● TEXT SECTION:

What do a cat, a bird, a frog and a gecko all have in common?
They have all been in our flat!
The very first day we opened the door to our first Nelspruit flat a cat was inside enjoying the solitude of being in an empty apartment. While we were moving in a bird flew in through our security door and panicked. The cat was more savvy then the bird…it found its way out as quickly as it had come in. I had to open the back slider to let the bird fly out. Just the other night, a frog was in our utility room and man could it jump. Elder Scott got it outside in one jump and it was down the stairs in another. Then today, (Thursday) we found a gecko lurking on our ceiling in that same utility room where we found the frog last night.
I’m not crazy about finding critters lurking about my flat… but at least it isn’t monkeys.

● LISTED RECORDS:
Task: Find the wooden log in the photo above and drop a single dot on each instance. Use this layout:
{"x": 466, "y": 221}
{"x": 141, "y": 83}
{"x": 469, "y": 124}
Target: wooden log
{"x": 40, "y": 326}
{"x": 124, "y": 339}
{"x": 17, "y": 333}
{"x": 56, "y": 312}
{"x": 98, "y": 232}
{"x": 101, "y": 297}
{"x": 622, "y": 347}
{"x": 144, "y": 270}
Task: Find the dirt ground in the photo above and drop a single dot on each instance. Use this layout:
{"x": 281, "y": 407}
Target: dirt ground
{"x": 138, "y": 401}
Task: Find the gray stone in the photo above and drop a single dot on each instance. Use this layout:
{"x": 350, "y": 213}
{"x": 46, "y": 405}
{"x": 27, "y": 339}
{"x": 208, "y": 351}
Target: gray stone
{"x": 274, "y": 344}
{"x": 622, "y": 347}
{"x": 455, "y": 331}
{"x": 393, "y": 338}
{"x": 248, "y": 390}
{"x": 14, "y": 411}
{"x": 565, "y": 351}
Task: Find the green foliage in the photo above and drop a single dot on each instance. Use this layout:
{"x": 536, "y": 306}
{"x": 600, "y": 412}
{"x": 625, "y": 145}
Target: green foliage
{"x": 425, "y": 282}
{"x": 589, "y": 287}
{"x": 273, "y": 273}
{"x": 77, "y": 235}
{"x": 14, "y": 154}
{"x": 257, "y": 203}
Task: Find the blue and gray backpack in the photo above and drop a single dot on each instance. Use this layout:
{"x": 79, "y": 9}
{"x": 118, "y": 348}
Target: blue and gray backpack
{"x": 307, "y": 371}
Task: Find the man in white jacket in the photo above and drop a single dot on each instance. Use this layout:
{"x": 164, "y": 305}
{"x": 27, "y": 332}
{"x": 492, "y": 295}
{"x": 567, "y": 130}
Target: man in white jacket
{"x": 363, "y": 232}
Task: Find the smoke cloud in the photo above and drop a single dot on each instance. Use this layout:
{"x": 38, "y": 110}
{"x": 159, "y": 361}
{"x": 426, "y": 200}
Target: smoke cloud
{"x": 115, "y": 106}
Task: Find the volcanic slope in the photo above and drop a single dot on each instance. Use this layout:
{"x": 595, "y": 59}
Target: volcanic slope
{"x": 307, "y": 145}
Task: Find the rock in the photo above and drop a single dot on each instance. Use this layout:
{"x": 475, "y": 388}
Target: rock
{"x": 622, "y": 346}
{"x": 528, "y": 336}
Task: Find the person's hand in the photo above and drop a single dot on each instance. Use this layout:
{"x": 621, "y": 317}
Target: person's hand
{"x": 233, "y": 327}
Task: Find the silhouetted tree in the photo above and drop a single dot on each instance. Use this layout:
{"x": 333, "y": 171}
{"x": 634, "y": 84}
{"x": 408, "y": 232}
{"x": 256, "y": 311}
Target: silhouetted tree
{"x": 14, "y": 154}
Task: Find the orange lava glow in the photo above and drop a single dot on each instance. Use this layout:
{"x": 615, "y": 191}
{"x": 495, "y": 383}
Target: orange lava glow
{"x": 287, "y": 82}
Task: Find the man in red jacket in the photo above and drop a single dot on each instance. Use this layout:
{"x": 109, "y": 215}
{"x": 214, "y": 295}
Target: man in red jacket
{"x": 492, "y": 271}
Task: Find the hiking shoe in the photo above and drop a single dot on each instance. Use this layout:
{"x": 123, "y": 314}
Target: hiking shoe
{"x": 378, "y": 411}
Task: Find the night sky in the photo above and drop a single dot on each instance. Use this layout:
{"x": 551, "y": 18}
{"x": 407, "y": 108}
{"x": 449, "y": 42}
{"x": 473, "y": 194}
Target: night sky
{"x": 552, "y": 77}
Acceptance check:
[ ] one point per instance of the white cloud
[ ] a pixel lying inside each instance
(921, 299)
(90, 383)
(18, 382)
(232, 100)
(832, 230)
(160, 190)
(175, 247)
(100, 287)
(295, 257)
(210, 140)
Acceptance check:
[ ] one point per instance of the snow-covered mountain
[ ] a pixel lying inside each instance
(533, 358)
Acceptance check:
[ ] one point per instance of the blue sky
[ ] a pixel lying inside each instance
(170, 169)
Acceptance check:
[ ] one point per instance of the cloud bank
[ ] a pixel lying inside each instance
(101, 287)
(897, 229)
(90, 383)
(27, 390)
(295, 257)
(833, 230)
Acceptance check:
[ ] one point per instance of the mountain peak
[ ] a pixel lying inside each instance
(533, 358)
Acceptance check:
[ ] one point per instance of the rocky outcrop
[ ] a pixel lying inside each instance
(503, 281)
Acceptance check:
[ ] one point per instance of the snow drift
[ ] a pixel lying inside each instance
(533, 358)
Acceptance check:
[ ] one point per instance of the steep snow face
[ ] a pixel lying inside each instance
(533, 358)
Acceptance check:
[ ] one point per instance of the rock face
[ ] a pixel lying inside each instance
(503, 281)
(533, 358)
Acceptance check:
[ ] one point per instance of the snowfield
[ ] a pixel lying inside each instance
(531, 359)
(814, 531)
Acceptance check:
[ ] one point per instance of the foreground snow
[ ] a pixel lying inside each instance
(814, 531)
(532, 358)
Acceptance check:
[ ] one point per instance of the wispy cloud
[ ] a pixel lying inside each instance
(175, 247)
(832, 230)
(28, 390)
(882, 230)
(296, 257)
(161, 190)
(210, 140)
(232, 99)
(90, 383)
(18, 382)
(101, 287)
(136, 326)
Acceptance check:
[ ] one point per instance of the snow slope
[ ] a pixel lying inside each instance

● WRITTEN INSTRUCTION 1:
In the post about animals turning up in the flat, copy word for word the passage that begins at "What do a cat, a" and stops after "it isn’t monkeys.".
● WRITTEN INSTRUCTION 2:
Keep writing the post about animals turning up in the flat, starting right after its last sentence.

● FINAL RESULT 1:
What do a cat, a bird, a frog and a gecko all have in common?
They have all been in our flat!
The very first day we opened the door to our first Nelspruit flat a cat was inside enjoying the solitude of being in an empty apartment. While we were moving in a bird flew in through our security door and panicked. The cat was more savvy then the bird…it found its way out as quickly as it had come in. I had to open the back slider to let the bird fly out. Just the other night, a frog was in our utility room and man could it jump. Elder Scott got it outside in one jump and it was down the stairs in another. Then today, (Thursday) we found a gecko lurking on our ceiling in that same utility room where we found the frog last night.
I’m not crazy about finding critters lurking about my flat… but at least it isn’t monkeys.

● FINAL RESULT 2:
I had a fun time this morning trying to convert measurements from US to metric. Most all of my measuring cups and spoons have dual marks but not butter. It is sold in large blocks-500 grams. With the help of the internet site called conversion.com I nailed it and made super good Snicker Doodles and chocolate chip cookies. The only chocolate chips I could find are small—about ½ the size of our own so 2 cups of chips really fill the cookies with chocolate. The brown sugar is not what we are used to so I was worried but the cookies turned out mucho delishy moso… That’s great tasting for all you exacting readers.
Last night the Jr. Elders and Elder Scott and I went to teach a 9 year old named Thambiso. He is the son of a member and the brother of Nelly who was baptized last month. I ended up giving a great part of the lesson cause the Elders were having problems “dumm’n it down” to fit the understanding of a 9 year old. Luckily, I felt impressed to bring two Liahona magazines which had great stories for children in them. I referenced those stories and had Thambiso relate what the Elders were teaching him to the stories. His 7 year old brother was also there and they both asked good questions and wanted to keep the magazines.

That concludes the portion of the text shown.